— begin —

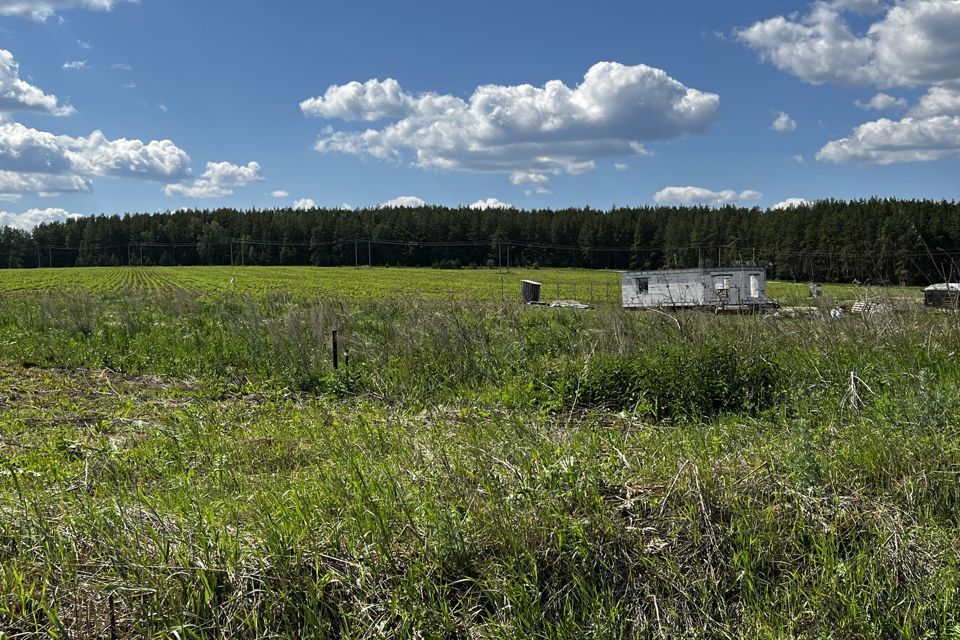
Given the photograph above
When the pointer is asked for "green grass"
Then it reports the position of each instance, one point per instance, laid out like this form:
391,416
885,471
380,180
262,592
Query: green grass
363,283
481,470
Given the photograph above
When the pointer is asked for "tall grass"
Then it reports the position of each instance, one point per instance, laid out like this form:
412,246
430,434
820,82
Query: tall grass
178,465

— end —

## Problem statement
Can you write out all the lines above again with "photograph" replaced by "image" everywhere it occurs and nothing else changed? Leave the pictures out.

## Response to the exercise
Given the image above
When the pointer is asked for "green grass"
Then it reports the position of each instance, one point per instance, laid out like this form:
391,416
885,471
380,180
262,592
Query: green grass
363,283
481,470
Given the image above
When the pointer is asked for "tall grass"
Then it reports the position of each instance, one point per instance, laid out like this form:
412,246
430,434
820,82
Query: tall grass
178,465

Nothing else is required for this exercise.